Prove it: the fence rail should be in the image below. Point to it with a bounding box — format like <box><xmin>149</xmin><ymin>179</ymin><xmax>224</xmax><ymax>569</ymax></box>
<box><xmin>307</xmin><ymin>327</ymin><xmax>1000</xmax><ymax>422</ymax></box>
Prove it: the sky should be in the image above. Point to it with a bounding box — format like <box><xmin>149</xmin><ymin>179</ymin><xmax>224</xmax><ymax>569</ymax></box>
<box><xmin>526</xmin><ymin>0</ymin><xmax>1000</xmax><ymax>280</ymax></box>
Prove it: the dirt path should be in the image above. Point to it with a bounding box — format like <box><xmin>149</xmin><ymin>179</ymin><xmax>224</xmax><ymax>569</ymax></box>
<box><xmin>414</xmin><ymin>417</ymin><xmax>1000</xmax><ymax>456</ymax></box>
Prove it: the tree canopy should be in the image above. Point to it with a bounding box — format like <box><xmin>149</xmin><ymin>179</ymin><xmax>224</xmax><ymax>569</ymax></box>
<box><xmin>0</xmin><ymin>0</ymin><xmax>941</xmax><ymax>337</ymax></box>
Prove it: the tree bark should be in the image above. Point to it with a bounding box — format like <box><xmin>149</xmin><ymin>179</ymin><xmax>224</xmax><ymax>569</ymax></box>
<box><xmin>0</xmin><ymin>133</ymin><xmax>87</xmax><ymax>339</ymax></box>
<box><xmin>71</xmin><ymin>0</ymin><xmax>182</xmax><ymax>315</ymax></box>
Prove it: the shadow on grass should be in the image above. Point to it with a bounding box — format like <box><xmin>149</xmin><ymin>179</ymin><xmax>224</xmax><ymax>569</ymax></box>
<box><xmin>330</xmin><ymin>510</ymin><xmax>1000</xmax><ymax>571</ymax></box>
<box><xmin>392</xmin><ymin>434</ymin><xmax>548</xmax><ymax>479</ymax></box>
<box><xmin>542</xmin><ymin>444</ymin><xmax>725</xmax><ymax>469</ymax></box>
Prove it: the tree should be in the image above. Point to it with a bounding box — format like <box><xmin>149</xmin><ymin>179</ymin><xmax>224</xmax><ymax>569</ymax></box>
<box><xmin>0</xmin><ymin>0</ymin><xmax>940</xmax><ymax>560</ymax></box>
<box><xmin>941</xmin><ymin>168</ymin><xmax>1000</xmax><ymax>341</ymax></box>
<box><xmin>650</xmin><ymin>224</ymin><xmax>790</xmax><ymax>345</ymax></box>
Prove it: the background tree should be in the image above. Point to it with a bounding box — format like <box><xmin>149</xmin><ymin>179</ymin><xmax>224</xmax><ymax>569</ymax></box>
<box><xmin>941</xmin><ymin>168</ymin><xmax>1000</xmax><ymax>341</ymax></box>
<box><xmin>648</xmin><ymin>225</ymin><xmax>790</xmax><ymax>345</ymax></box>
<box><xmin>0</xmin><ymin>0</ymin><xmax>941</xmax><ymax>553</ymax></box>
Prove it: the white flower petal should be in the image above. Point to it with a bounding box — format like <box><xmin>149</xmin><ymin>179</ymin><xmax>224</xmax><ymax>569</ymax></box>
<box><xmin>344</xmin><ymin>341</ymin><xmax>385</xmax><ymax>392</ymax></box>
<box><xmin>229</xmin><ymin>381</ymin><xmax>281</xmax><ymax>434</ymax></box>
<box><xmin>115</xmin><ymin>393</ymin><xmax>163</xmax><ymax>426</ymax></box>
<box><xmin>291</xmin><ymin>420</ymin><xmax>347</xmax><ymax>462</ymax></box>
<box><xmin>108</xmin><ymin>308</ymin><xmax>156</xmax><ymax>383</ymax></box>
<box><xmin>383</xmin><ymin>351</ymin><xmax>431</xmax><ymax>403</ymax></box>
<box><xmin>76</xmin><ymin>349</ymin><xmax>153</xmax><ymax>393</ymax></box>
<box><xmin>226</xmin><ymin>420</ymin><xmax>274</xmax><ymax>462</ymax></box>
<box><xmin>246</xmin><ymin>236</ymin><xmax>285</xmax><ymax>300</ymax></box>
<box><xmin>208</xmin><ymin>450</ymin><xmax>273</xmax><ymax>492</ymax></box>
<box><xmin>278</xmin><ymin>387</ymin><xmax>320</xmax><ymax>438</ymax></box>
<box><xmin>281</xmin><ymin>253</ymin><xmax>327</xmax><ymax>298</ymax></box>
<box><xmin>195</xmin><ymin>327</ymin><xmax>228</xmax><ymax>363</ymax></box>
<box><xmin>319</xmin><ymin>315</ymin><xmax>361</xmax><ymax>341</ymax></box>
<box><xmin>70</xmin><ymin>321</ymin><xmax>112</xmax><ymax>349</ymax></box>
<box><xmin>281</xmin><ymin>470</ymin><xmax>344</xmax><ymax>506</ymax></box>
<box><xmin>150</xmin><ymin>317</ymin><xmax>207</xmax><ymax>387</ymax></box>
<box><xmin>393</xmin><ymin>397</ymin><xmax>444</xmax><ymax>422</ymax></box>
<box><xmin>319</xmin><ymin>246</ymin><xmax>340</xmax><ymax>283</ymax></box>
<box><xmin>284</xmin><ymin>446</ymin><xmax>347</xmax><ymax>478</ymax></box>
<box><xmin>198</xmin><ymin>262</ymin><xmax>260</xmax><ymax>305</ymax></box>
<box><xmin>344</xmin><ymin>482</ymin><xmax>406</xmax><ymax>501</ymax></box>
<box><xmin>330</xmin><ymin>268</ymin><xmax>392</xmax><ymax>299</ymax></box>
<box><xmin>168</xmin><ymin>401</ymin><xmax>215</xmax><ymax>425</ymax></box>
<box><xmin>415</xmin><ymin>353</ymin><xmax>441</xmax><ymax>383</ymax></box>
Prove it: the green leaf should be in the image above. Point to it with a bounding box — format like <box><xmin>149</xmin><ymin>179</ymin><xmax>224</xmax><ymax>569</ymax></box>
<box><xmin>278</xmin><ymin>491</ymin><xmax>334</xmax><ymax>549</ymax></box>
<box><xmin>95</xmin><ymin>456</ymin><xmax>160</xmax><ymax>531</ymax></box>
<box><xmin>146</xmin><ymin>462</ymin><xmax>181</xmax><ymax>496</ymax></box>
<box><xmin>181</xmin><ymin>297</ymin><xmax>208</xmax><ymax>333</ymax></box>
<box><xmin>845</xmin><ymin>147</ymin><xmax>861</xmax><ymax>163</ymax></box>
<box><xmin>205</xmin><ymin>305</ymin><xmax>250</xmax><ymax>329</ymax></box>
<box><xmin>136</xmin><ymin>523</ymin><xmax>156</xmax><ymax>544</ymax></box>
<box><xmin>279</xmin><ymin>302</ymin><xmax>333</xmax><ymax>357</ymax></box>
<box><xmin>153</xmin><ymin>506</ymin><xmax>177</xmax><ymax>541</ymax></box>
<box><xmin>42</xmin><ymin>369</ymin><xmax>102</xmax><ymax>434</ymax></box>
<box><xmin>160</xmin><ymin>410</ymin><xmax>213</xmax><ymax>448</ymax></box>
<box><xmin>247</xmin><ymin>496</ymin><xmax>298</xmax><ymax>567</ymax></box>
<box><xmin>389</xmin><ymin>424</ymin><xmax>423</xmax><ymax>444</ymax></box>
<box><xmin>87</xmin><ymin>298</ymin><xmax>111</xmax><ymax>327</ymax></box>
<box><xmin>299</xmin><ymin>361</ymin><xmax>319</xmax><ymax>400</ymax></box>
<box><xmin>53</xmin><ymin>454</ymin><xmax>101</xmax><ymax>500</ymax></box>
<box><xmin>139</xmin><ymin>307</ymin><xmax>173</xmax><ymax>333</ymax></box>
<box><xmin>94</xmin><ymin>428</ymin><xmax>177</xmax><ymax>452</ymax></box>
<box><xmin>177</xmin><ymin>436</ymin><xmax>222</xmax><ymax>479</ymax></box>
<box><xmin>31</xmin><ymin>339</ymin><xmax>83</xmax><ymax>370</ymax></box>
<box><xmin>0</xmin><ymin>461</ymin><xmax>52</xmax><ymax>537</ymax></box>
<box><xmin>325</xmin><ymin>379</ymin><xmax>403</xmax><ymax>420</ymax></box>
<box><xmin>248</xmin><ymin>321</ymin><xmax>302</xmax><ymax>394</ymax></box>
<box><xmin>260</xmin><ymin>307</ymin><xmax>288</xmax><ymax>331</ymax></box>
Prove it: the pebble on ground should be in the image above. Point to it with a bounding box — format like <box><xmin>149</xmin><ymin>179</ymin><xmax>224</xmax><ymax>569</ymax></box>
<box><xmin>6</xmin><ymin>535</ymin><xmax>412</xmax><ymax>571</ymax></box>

################

* _Problem_
Return verbatim the lines of the records from the one containing "Prove it: the pebble" through the last line of the records, both included.

* _Complete answer_
Prove it: the pebble on ground should be in the image above. Point to it with a bounding box — format like <box><xmin>149</xmin><ymin>179</ymin><xmax>224</xmax><ymax>569</ymax></box>
<box><xmin>6</xmin><ymin>535</ymin><xmax>412</xmax><ymax>571</ymax></box>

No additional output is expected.